■ TASK TO CARRY OUT: In the Harlequin Properties post below, why were the comments on the story closed?

■ DOCUMENT PASSAGE:
* Begin *
Beginning of the end for Harlequin Properties and Dave Ames? Court petitioned to freeze business and personal assets.

UPDATED March 14, 2013: Comments closed and redirected to latest article

Hi folks. After almost 1,500 comments on this story readers are getting a little tired of having to scroll through them all to continue a current discussion. So we’ve closed the comments on this post and redirect you to the most current Harlequin post as of March 14, 2013…

Harlequin Properties stunner! SIPP-Pension investors advised to act immediately

Prior Updates…

URGENT: Barbados Free Press under attack!

Some folks want to discourage discussion about Harlequin

Wednesday, March 13, 2013   1am Bridgetown

Friends, the number of comments on this story is over 1,300 – a new record for Barbados Free Press. Combine those comments with our other news articles about Harlequin and Dave Ames and there are almost 3,000 comments here at BFP.

The Harlequin discussion is carried on primarily by two kinds of people… desperate investors hoping to understand and get their money out somehow, and people who see no wrong by Dave Ames and Harlequin. Some of the second group use different names to post, like Dave Ames’ head of security who got caught trying to infiltrate the discussion without telling his true identity.
* End *
■ DATASET SECTION:
* Begin *
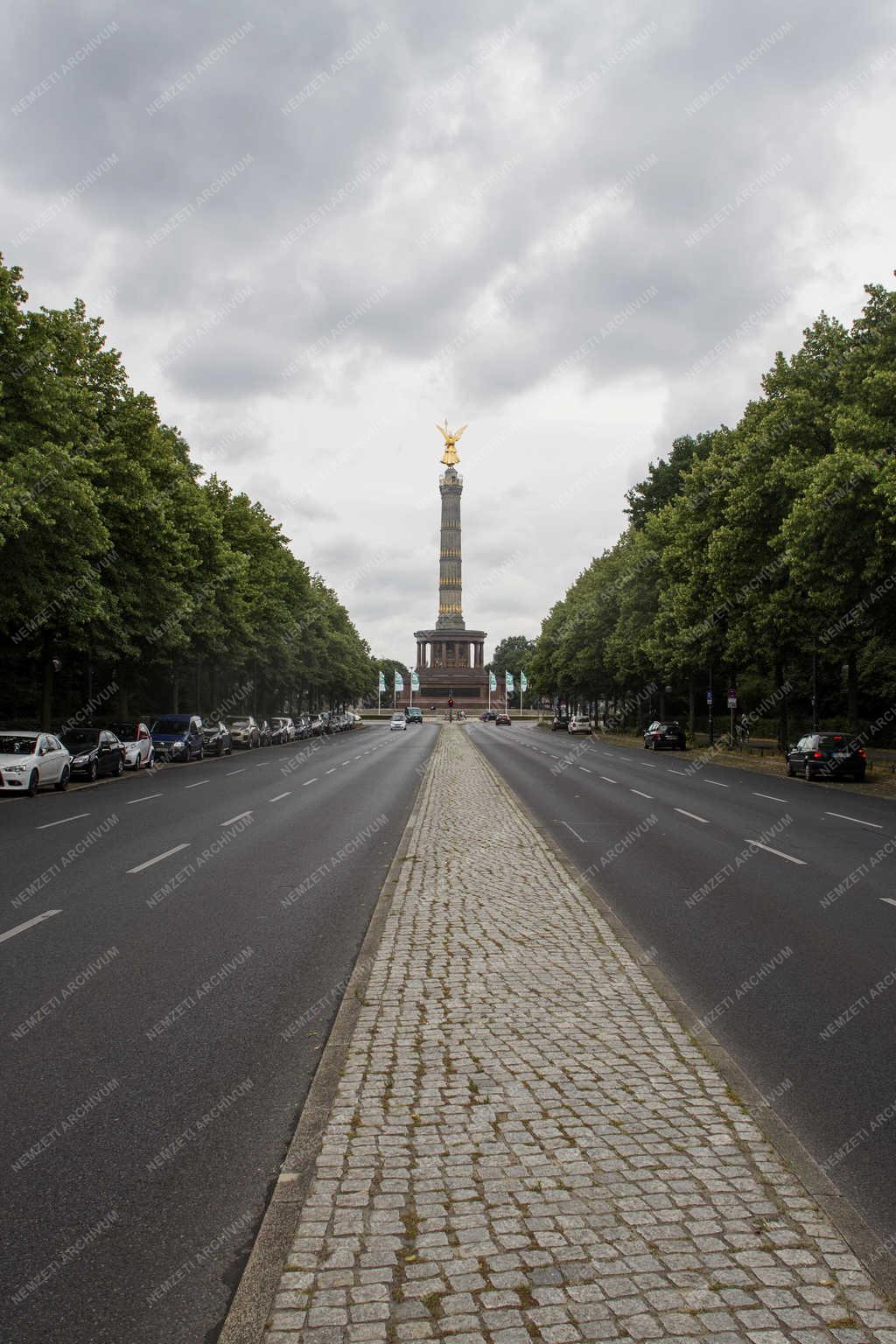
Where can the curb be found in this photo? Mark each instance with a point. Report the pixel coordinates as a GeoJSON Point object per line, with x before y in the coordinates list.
{"type": "Point", "coordinates": [868, 1248]}
{"type": "Point", "coordinates": [250, 1308]}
* End *
■ WRITTEN RESPONSE: The story had drawn almost 1,500 comments, and readers were getting tired of scrolling through them all to continue a current discussion. The comments were closed, and readers were redirected to the most recent Harlequin post as of March 14, 2013.